• Lista de tareas:
1 - En la fuente, ¿quién dirigió la escenificación de El círculo de tiza en la que Revuelta interpretó al juez Azdak?
2 - Sustituye "antorchas" por "linternas" y copia el pasaje de la fuente comprendido entre "Creado en las" y "natalicio de Brecht.", ambos incluidos.

• Fuente:

A la aportación pionera de Vicente se sumaron otros montajes de obras de
Brecht, a cargo de diversos directores latinoamericanos que llegaron a Cuba
atraídos por el nuevo proceso político y social, quienes emprendieron
escenificaciones como la de El círculo de tiza —en la que
Revuelta interpretó magistralmente al juez Azdak, dirigido por el
uruguayo-venezolano Ugo Ulive. Muchas nacieron marcadas por la fidelidad al
libro modelo recogido de la práctica creadora por el Berliner Ensemble,
traspolada mecánicamente al Caribe y desconociendo características de nuestra
idiosincrasia, lo que motivó también desconcierto.
Vicente nunca se alejó de Brecht y de su estudio, y también lideró los
montajes de Los fusiles de la madre Carrar (1960), Madre
Coraje y sus hijos (1961), El alma buena de Se-Chuan (de
nuevo en 1966), una nueva puesta de Madre Coraje y sus hijos (1973), Galileo
Galilei (1974), y en 1985 regresó a esa gran obra desde una postura
muy transgresora, al probarla con actores profesionales y estudiantes de teatro
juntos en la escena con la divisa de “salir al toro” —cada día unos minutos
antes de la función el director asignaba los papeles— y salvar la función.
Uno de los últimos trabajos del gran renovador cubano fue el montaje
de Café Bertolt Brecht, en 1998, que emprendió para cerrar un
taller rodeado de sus discípulos, un amplio grupo de jóvenes estudiantes de teatro.
Creado en las ruinas del patio de la Casona de Línea —sede de un languideciente
Teatro Estudio—, y en estrecho diálogo con la dura realidad del “período
especial”, quienes lo acompañamos seguimos la acción ora estáticos, ora
escoltando personajes entre antorchas encendidas, al atardecer de otro 10 de
febrero, en la que sería una función única para celebrar, con extrema modestia
y enorme devoción, los cien años del natalicio de Brecht.

• Datos proporcionados:
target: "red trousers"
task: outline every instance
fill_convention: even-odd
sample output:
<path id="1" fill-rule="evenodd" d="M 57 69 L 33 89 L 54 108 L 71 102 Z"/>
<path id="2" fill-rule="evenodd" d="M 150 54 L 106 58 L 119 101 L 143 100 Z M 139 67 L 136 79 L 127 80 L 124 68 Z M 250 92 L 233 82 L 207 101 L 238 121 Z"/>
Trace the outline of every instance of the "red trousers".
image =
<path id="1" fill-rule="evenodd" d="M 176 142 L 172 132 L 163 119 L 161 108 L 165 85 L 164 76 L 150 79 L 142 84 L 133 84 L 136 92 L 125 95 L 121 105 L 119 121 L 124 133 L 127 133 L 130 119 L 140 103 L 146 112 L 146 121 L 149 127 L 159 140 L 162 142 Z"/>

• Respuestas en orden:
1 - El uruguayo-venezolano Ugo Ulive.

2 -
Creado en las ruinas del patio de la Casona de Línea —sede de un languideciente
Teatro Estudio—, y en estrecho diálogo con la dura realidad del “período
especial”, quienes lo acompañamos seguimos la acción ora estáticos, ora
escoltando personajes entre linternas encendidas, al atardecer de otro 10 de
febrero, en la que sería una función única para celebrar, con extrema modestia
y enorme devoción, los cien años del natalicio de Brecht.